▸ **Dataset**:
<<<<

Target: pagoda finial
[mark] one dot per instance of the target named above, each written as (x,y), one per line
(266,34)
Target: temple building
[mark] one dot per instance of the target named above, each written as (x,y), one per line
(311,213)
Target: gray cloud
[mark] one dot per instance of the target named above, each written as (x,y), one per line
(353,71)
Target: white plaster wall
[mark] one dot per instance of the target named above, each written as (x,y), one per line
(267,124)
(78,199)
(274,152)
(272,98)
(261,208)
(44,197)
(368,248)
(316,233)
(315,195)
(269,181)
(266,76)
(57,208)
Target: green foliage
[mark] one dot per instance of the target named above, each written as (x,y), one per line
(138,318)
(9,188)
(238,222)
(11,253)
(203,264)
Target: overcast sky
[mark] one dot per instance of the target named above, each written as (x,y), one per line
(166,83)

>>>>

Print the lines word for word, starting at the line that contains "Target: white plaster wall" and ending at the final line, with both of those lines included.

▸ **Written answer**:
Target: white plaster wall
[mark] one dot per instance of the target named above, each written as (x,y), one per line
(267,124)
(78,199)
(274,152)
(272,98)
(261,208)
(44,197)
(368,248)
(316,233)
(315,195)
(269,181)
(266,76)
(57,208)
Target: green foliage
[mark] one dot per instance of the target named above, each written as (x,y), one per line
(138,318)
(9,188)
(238,222)
(11,253)
(203,264)
Target: overcast sky
[mark] one dot per instance of the target named above, each written as (x,y), one per line
(166,83)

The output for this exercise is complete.